### To be done
Pull out every line of the entries below verbatim, leaving out the pictures.

### Given data
^^^^

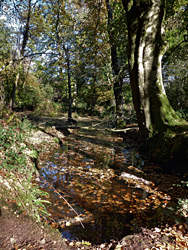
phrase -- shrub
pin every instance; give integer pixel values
(17, 172)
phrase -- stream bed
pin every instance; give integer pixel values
(101, 189)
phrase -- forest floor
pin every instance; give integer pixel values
(20, 232)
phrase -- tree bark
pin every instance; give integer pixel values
(24, 43)
(146, 49)
(118, 81)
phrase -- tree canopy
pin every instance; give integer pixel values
(73, 55)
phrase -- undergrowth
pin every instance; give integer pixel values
(17, 170)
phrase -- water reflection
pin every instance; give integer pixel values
(102, 179)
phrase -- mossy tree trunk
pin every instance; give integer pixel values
(21, 55)
(146, 49)
(118, 80)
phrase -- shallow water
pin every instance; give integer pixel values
(100, 176)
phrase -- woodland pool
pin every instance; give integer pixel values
(99, 178)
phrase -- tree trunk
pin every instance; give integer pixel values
(118, 81)
(69, 83)
(146, 49)
(25, 39)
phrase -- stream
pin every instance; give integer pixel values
(100, 188)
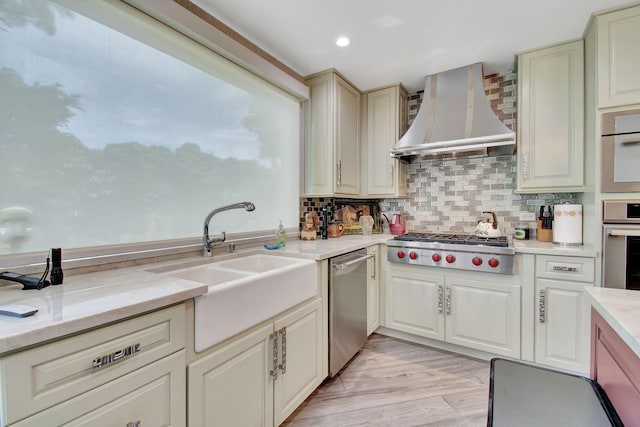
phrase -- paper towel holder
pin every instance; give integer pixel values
(567, 224)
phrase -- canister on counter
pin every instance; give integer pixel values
(521, 232)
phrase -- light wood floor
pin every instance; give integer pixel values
(394, 383)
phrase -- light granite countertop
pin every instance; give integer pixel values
(621, 309)
(548, 248)
(89, 300)
(323, 249)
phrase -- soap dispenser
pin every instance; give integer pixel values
(281, 234)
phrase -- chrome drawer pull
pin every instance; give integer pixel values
(116, 356)
(565, 268)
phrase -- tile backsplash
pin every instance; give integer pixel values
(449, 195)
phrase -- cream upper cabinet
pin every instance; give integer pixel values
(332, 136)
(386, 118)
(618, 41)
(551, 119)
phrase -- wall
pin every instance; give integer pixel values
(449, 195)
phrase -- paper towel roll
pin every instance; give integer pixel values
(567, 224)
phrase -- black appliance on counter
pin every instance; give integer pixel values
(521, 394)
(456, 251)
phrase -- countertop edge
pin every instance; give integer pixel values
(59, 330)
(547, 248)
(617, 313)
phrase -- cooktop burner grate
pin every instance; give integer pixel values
(455, 239)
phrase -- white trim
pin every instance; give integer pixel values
(182, 20)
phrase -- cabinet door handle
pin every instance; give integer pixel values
(525, 165)
(283, 346)
(631, 141)
(373, 267)
(448, 299)
(393, 175)
(274, 353)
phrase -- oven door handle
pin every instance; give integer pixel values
(623, 232)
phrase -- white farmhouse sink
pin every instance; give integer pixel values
(246, 291)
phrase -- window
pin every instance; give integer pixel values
(116, 129)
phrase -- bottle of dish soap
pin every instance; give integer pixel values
(282, 235)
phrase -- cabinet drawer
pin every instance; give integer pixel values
(575, 269)
(150, 396)
(36, 379)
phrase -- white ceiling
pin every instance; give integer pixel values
(402, 40)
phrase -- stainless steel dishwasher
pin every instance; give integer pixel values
(347, 307)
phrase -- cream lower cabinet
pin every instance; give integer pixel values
(472, 313)
(373, 290)
(260, 378)
(560, 332)
(562, 314)
(128, 374)
(551, 119)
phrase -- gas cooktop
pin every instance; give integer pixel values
(454, 239)
(456, 251)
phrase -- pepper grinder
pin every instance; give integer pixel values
(325, 221)
(56, 266)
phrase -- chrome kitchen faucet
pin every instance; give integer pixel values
(208, 242)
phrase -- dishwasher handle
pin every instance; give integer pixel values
(348, 264)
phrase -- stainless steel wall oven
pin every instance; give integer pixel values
(621, 244)
(620, 151)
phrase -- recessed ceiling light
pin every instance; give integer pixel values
(343, 41)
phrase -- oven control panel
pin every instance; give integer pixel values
(462, 260)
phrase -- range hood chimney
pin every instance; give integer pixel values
(455, 119)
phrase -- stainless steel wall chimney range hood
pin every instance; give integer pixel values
(455, 119)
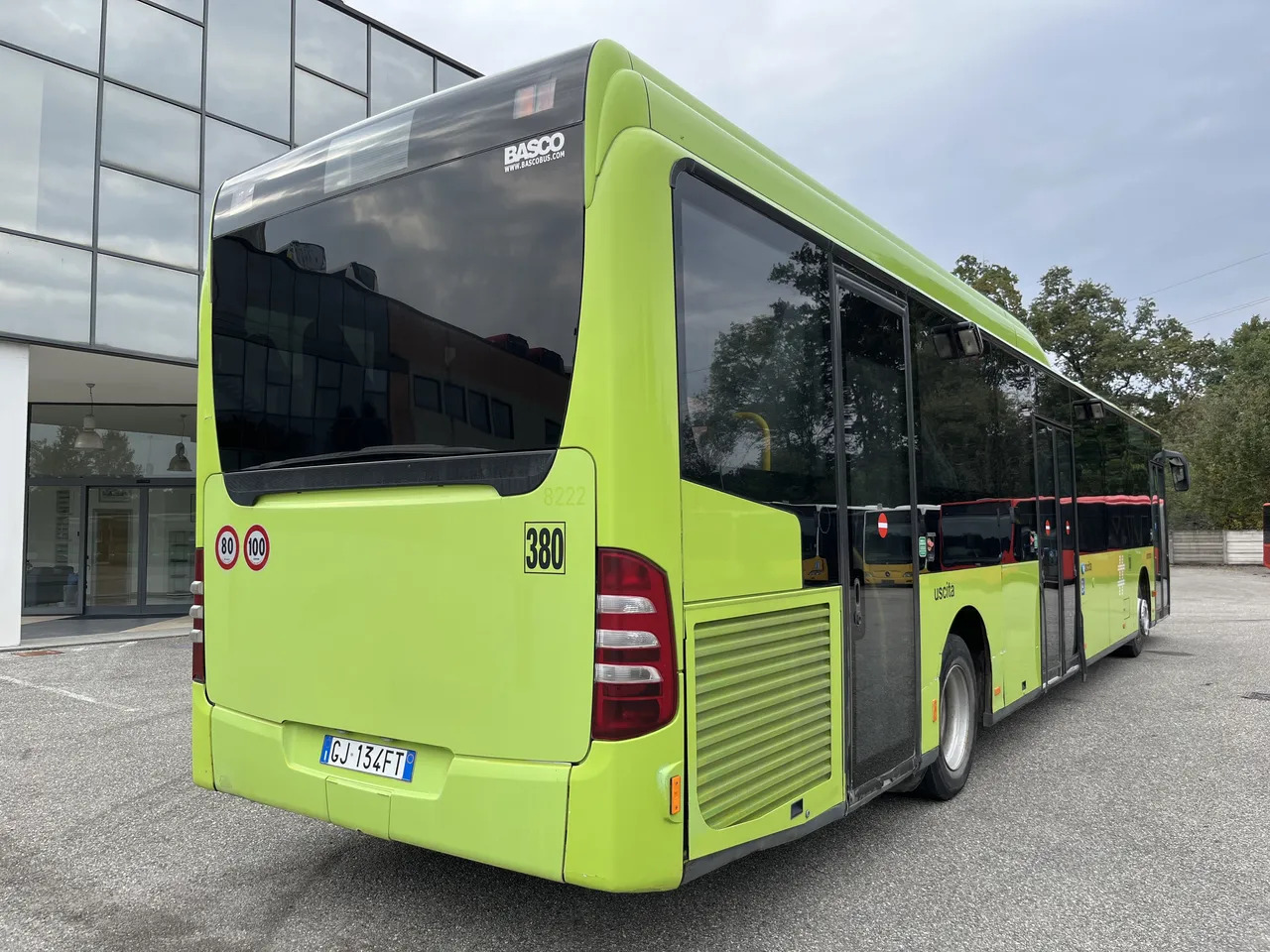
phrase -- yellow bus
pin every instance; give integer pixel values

^^^^

### Written solution
phrase -- shrub
pin every instance; give integer pixel values
(17, 172)
phrase -- stream bed
pin every instance; give integer pixel values
(101, 189)
phrase -- forest floor
pin every instance; give integer pixel values
(20, 232)
phrase -- tree bark
pin every instance; give integer pixel values
(24, 43)
(146, 49)
(118, 81)
phrase -- tree canopy
pin every instance; give integer pixel values
(73, 55)
phrase -- undergrowth
pin every instance; give integer pixel values
(17, 170)
phrase -- water reflection
pin every instance; give integer pixel values
(102, 179)
phrase -- mossy tree trunk
pin every instance; give integer pixel values
(21, 55)
(146, 49)
(118, 80)
phrase -- shallow water
pin every instance; give integer pixel values
(100, 176)
phrase -- woodland pool
pin every instance; give integer pixel values
(99, 178)
phrase -- tree trunk
pin every instance; give integer pixel values
(118, 81)
(69, 83)
(146, 49)
(25, 39)
phrase -- stream
pin every instance; give integer pixel values
(100, 188)
phrase -- paper towel holder
pin every instance; give integer pixel values
(567, 224)
phrase -- canister on counter
pin every instance; give integer pixel values
(521, 232)
phrase -- light wood floor
pin every instance; give integer pixel values
(394, 383)
phrase -- light granite countertop
pin every instance; give integer pixel values
(621, 309)
(548, 248)
(89, 300)
(323, 249)
phrase -- soap dispenser
pin every instance; give integer pixel values
(281, 234)
phrase -- chrome drawer pull
pin every instance; give integer pixel values
(116, 356)
(565, 268)
phrase -- tile backsplash
pin every instance; give integer pixel values
(449, 195)
phrase -- cream upper cabinet
pin every instance; give integer pixel values
(332, 136)
(386, 118)
(618, 41)
(551, 119)
phrase -- wall
pin every instance; give integer pixel values
(449, 195)
phrase -- paper towel roll
pin every instance; give integer pixel values
(567, 224)
phrase -- black appliance on counter
pin every instance; give integer pixel values
(521, 394)
(456, 251)
phrase -- countertop edge
pin every instance; give integer pixel values
(59, 330)
(547, 248)
(617, 313)
phrase -- cooktop burner grate
pin every instance; give integer pixel values
(455, 239)
phrase -- white trim
pin every instance; give integer pixel values
(182, 20)
phrase -- cabinet door handle
pin every instance; give integer pixel values
(525, 165)
(283, 346)
(631, 141)
(373, 267)
(448, 299)
(393, 175)
(274, 353)
phrase -- oven door handle
pin every instance; give integer pixel values
(623, 232)
phrase -- white farmhouse sink
pin every instance; give integer pixel values
(246, 291)
phrase -- window
pin every instance; give integer pixel values
(116, 129)
phrase -- bottle of dish soap
pin every instance; give integer pixel values
(282, 235)
phrase -- cabinet drawer
pin every instance; give integer pixel values
(575, 269)
(150, 396)
(36, 379)
phrase -- white ceiling
pin every instance; give integer pixel values
(402, 40)
phrase -- stainless steel dishwasher
pin every instance; give integer pixel values
(347, 307)
phrase -- cream lower cabinet
pin every instance; give integer pixel values
(472, 313)
(373, 290)
(260, 378)
(560, 332)
(562, 314)
(128, 374)
(551, 119)
phrase -- gas cooktop
pin every instance; give integer pixel values
(454, 239)
(456, 251)
phrase -- pepper grinder
pin every instance; give integer pixel values
(325, 221)
(56, 266)
phrase -- chrome kitchen faucet
pin every instance; give integer pixel values
(208, 242)
phrase -- dishwasher handle
pin every instance; give integer pixel values
(348, 264)
phrase -- stainless steel wall oven
pin every instance; give integer pixel values
(621, 244)
(620, 151)
phrase -- recessed ceiling light
pin every instance; give integer pixel values
(343, 41)
phrase -- oven control panel
pin every instance; give integer pixel values
(462, 260)
phrase -- range hood chimney
pin every instance; give integer pixel values
(455, 119)
phrase -- stainless steel wall chimney range hood
pin every instance; give integer pixel values
(455, 119)
phrase -- yellow bus
pin every instance; give integer pixel values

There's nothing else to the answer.